→ **Task requirements**:
1. Write out everything in the passage on construction site staffing from "The possibility of" down to "triumph right now.".
2. Shorten the paragraph of the passage on construction site staffing that begins "One of the firm’s biggest jobs" into a brief list, keeping its main facts.

→ **Extract provided**:
- - - -

This is not to single Mace out but their figures are important here because, unless someone else has a magic bullet or is flouting the rules completely, these numbers can be taken as a rule of thumb for most other major contractors – especially those working in London. “Another clear sign that this will be no U-turn recovery for the contracting sector,” Cenkos analyst Kevin Cammack remarked.

Before the pandemic became a crisis in the middle of March, Mace had 9,000 staff on its 90 jobs. A 20% cut on that figure is 1,800. In other words, that is the minimum number of workers who will still be missing from its sites by the time August comes around.

The possibility of 24 hour working on sites, so often a feature when a job with an immovable deadline means it is flooded with resource, now seems to be more and more on the cards

One of the firm’s biggest jobs is the Battersea Power Station redevelopment where it is working on the second phase. Before the site was shut down on 24 March, around 2,800 were working on this bit of the job. Sir Robert McAlpine, which is working on phase three, had around 1,500 on its part of the scheme. Taking the 20% figure as a rule of thumb again, that means both phases will be down 860 workers. And that is when things really start to get up and running – being down nearly 900 workers might seem like a triumph right now.

- - - -

→ **Information supplied**:
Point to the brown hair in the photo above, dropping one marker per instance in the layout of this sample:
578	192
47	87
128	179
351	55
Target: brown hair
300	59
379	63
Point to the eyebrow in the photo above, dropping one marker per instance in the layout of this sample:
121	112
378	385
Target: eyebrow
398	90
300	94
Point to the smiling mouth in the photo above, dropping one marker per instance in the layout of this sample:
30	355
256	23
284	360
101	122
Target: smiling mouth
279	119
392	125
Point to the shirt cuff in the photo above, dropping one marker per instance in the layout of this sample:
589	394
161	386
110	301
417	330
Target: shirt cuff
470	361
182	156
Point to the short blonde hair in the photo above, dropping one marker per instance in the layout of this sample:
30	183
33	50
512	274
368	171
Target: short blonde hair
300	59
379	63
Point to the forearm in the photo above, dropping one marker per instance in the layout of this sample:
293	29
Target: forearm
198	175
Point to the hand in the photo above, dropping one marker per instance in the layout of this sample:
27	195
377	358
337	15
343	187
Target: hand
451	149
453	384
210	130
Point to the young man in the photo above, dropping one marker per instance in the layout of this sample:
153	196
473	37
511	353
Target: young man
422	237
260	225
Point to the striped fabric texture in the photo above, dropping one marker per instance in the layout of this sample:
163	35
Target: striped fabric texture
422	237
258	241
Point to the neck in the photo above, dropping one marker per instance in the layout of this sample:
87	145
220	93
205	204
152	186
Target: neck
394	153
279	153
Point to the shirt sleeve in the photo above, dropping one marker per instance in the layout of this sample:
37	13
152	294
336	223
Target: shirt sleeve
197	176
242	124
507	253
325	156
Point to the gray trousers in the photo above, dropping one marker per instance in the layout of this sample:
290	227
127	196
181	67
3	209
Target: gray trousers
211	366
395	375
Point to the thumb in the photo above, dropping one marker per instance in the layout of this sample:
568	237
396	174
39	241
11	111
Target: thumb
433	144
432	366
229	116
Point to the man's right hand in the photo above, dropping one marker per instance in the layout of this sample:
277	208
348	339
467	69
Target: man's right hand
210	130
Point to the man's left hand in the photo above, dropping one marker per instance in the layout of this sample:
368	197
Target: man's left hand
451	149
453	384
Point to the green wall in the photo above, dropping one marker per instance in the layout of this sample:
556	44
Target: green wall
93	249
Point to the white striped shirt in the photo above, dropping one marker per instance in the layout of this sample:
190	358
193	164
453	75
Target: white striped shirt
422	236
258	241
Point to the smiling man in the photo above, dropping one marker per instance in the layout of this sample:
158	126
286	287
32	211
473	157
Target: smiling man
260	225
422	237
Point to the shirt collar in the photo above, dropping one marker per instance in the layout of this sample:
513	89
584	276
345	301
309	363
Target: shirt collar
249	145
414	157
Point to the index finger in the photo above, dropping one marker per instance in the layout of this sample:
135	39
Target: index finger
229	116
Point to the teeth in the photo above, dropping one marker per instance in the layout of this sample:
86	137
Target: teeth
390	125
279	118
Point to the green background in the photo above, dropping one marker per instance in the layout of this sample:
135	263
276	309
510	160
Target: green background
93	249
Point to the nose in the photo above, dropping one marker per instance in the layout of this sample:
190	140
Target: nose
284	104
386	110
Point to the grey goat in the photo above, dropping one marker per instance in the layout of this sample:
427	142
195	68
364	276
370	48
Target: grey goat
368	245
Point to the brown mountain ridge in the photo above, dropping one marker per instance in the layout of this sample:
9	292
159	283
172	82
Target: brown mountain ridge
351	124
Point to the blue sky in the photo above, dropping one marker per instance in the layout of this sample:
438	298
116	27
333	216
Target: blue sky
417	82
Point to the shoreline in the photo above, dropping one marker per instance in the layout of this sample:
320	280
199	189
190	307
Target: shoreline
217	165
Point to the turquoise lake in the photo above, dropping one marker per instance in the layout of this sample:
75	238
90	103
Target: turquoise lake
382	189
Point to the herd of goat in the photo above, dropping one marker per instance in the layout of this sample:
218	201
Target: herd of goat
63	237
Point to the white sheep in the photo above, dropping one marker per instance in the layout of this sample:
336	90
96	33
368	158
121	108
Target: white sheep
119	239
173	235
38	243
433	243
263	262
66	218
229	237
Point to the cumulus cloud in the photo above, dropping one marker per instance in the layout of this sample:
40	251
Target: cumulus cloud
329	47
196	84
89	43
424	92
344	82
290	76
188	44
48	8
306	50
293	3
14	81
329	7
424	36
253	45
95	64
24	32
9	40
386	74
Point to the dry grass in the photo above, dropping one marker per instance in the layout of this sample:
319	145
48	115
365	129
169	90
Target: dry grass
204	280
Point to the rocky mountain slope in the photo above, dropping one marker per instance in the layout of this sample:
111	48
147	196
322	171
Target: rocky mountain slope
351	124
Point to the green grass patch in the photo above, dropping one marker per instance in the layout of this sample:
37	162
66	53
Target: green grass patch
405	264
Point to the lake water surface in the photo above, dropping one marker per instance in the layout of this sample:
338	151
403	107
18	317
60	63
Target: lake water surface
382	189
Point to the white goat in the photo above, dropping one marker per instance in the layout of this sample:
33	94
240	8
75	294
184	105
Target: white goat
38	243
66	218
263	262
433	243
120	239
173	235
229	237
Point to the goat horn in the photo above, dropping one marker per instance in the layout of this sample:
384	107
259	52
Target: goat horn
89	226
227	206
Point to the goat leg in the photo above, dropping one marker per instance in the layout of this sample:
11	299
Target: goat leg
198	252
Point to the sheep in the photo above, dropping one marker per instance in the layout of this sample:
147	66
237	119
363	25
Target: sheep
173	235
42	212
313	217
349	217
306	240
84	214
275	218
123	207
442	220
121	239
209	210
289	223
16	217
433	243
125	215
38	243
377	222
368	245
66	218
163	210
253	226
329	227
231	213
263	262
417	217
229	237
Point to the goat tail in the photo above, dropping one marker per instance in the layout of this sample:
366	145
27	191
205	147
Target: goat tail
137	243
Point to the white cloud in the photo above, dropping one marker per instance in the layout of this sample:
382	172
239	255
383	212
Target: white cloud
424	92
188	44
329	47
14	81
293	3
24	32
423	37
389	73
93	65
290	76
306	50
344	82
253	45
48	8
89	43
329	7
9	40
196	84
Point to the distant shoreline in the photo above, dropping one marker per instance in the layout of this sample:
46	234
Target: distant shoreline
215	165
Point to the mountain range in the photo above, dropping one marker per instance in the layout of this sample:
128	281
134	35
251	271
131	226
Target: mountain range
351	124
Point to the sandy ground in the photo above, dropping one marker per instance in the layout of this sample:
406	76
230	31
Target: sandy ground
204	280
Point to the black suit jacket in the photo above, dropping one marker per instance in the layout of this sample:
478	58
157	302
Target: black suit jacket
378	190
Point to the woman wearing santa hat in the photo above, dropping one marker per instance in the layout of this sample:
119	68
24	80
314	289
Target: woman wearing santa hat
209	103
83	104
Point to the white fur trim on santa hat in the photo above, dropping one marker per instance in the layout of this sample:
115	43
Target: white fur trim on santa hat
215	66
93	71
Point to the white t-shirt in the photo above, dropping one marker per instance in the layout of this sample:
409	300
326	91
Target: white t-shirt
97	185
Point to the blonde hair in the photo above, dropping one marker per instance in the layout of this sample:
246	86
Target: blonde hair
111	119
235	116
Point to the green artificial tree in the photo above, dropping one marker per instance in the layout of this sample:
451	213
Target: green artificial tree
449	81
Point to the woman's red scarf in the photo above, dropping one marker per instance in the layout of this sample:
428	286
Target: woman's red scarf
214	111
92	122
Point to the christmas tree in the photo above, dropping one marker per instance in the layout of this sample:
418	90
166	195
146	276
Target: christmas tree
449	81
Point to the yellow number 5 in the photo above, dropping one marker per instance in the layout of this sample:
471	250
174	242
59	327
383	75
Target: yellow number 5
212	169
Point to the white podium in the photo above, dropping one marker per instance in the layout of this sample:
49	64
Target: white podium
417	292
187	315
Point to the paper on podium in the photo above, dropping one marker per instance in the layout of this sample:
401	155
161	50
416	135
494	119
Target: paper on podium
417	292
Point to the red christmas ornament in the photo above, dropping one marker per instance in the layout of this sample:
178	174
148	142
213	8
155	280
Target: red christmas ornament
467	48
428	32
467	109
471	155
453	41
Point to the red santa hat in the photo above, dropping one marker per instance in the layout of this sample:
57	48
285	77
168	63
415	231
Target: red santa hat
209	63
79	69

- - - -

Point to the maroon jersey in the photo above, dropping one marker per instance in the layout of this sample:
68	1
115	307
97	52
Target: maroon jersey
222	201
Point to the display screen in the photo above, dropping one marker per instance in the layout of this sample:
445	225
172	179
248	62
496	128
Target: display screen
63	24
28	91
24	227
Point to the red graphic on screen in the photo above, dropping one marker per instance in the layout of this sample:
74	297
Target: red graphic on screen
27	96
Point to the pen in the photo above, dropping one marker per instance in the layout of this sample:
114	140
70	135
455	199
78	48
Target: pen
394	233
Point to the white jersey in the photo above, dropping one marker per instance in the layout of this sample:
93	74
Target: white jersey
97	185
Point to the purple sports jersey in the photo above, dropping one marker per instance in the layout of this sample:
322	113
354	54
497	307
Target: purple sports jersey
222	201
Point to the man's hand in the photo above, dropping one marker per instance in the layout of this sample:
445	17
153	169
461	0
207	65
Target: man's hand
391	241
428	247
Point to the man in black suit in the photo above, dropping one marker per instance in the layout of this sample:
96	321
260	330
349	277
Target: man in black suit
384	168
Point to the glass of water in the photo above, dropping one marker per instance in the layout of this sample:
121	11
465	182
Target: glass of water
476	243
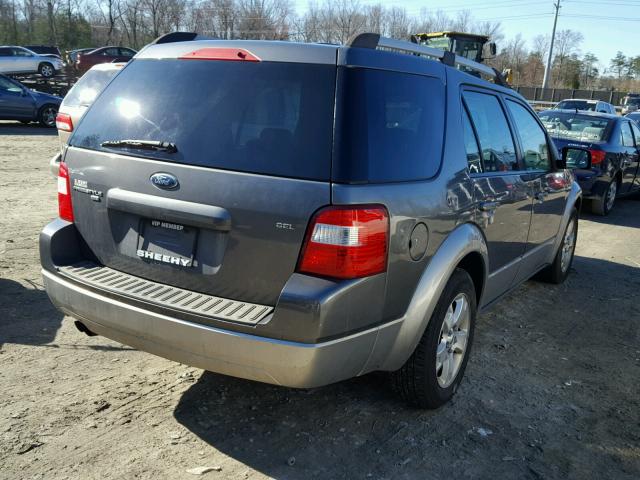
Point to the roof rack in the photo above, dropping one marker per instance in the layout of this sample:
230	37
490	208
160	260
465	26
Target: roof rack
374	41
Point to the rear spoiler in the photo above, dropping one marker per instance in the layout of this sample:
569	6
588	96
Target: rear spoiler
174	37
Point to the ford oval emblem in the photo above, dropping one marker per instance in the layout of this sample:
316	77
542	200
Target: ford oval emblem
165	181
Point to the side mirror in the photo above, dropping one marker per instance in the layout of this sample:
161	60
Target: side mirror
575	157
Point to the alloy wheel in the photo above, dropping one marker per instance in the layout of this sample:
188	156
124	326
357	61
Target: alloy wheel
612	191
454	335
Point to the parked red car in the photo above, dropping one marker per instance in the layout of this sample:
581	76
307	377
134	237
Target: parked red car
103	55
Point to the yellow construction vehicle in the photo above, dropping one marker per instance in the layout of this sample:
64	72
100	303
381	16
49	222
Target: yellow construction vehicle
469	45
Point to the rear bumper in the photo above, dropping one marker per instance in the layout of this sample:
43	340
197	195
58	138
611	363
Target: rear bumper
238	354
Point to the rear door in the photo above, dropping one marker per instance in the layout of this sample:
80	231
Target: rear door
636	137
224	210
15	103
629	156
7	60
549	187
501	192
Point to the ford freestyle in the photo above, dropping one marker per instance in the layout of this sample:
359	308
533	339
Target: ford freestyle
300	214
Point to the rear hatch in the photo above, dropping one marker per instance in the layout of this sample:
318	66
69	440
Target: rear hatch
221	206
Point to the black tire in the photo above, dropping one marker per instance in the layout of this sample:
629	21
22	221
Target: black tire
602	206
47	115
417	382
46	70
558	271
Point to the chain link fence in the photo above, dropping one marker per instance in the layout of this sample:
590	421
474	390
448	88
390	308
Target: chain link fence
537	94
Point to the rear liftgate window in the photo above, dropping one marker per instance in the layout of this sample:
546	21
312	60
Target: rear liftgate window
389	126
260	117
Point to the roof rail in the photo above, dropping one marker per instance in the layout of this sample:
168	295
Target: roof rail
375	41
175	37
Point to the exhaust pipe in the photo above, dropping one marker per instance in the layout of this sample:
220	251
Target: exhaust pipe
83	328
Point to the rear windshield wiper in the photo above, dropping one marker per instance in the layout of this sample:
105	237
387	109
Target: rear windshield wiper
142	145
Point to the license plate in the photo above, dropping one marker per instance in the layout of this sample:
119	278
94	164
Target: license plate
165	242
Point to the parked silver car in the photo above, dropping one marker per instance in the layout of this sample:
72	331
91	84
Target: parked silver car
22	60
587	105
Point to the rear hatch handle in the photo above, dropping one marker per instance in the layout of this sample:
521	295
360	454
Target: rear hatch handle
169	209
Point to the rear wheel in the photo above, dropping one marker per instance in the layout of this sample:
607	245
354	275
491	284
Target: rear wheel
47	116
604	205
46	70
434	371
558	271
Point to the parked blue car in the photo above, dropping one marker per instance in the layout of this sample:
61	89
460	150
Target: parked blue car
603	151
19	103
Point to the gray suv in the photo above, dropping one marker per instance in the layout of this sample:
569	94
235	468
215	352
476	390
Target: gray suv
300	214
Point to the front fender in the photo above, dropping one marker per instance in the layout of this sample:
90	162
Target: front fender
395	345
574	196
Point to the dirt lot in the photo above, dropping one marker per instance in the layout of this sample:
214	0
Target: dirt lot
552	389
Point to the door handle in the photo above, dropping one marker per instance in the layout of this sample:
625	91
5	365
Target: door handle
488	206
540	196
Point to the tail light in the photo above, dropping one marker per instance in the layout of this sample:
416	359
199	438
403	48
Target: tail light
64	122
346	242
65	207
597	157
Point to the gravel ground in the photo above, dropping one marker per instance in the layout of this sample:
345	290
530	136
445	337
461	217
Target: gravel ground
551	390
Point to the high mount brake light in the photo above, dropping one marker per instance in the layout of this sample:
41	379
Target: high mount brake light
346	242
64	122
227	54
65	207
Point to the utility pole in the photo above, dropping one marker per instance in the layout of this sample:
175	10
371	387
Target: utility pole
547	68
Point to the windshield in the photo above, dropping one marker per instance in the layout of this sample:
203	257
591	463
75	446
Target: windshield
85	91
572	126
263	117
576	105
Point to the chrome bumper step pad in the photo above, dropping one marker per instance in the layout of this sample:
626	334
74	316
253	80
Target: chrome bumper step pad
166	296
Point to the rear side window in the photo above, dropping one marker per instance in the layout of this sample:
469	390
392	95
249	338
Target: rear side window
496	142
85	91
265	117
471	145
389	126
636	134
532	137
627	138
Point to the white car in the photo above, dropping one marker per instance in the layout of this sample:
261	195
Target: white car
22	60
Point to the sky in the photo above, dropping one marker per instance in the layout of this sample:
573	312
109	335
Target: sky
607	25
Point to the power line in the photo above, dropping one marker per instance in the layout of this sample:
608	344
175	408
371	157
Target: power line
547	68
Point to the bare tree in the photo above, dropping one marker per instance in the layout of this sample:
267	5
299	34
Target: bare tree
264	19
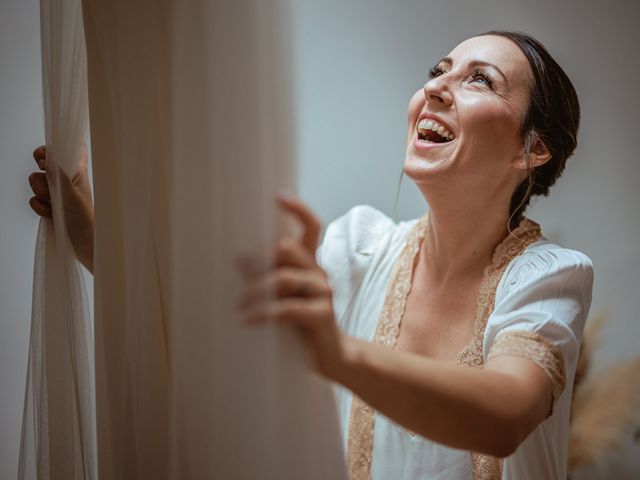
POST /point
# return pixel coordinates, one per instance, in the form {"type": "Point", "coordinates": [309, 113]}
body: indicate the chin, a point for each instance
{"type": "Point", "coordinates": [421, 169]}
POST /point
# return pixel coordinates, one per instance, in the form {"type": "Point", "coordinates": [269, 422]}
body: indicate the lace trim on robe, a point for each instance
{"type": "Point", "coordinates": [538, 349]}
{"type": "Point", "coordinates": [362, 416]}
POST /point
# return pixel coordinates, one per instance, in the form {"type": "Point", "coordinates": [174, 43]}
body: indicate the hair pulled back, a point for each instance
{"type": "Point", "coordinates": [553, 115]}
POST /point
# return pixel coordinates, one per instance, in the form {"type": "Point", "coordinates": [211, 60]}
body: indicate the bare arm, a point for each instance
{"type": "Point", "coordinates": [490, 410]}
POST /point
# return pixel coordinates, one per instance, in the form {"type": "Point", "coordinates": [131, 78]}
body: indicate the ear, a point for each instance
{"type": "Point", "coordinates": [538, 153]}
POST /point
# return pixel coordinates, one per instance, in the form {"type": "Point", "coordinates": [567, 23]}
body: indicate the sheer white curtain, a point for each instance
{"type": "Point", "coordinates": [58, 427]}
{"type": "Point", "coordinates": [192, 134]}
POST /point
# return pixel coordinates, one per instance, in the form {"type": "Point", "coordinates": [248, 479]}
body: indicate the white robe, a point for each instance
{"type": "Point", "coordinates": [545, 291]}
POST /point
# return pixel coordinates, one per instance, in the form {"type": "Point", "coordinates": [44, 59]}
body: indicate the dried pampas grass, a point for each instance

- - - -

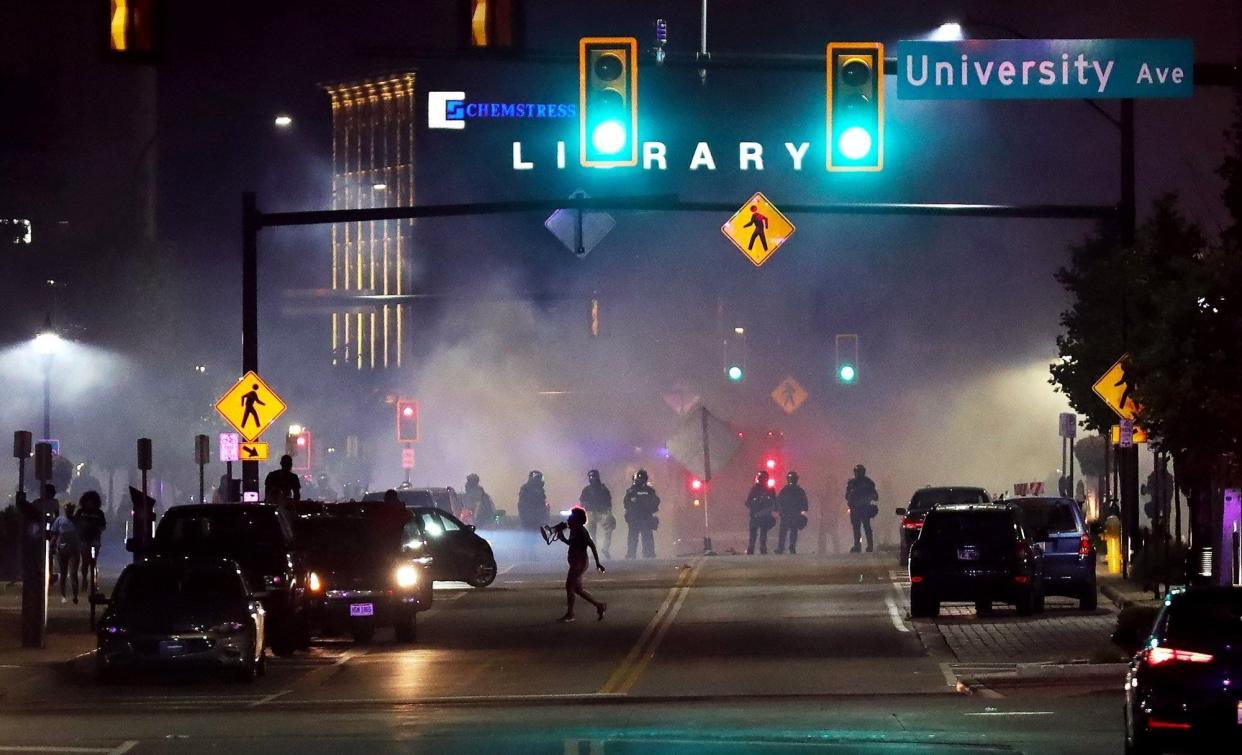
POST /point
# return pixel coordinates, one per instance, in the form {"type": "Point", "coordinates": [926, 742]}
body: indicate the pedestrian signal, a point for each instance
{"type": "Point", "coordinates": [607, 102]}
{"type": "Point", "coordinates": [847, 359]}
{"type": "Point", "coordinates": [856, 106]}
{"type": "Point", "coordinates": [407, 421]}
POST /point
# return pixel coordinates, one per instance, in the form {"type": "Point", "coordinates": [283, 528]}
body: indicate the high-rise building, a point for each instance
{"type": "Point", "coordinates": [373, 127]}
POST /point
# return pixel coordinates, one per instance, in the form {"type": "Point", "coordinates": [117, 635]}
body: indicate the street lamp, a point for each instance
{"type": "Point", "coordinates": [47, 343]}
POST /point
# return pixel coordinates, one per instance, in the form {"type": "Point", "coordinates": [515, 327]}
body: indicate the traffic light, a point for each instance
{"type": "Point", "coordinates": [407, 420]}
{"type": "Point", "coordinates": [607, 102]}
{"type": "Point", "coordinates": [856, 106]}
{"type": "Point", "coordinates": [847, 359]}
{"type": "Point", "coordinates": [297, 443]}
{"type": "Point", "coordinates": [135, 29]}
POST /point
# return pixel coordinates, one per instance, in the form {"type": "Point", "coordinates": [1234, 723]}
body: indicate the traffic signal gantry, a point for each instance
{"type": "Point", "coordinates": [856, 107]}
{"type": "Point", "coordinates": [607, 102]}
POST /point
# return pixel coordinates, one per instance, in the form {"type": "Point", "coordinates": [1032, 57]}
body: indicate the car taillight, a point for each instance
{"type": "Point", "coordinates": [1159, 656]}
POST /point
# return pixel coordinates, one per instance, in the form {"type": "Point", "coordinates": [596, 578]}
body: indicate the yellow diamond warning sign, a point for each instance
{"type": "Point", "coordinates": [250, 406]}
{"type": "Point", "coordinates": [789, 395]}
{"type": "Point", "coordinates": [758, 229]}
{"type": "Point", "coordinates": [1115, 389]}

- - - -

→ **Exercise solutions**:
1.
The possibility of 24 hour working on sites, so often a feature when a job with an immovable deadline means it is flooded with resource, now seems to be more and more on the cards

One of the firm’s biggest jobs is the Battersea Power Station redevelopment where it is working on the second phase. Before the site was shut down on 24 March, around 2,800 were working on this bit of the job. Sir Robert McAlpine, which is working on phase three, had around 1,500 on its part of the scheme. Taking the 20% figure as a rule of thumb again, that means both phases will be down 860 workers. And that is when things really start to get up and running – being down nearly 900 workers might seem like a triumph right now.

2.
- The Battersea Power Station redevelopment is one of Mace's biggest jobs, and Mace is working on its second phase.
- About 2,800 workers were on that phase before the site shut on 24 March.
- Sir Robert McAlpine had about 1,500 on phase three.
- With a 20% cut as a rule of thumb, both phases will be down 860 workers.
- Being down nearly 900 workers might seem like a triumph right now, once work really gets going.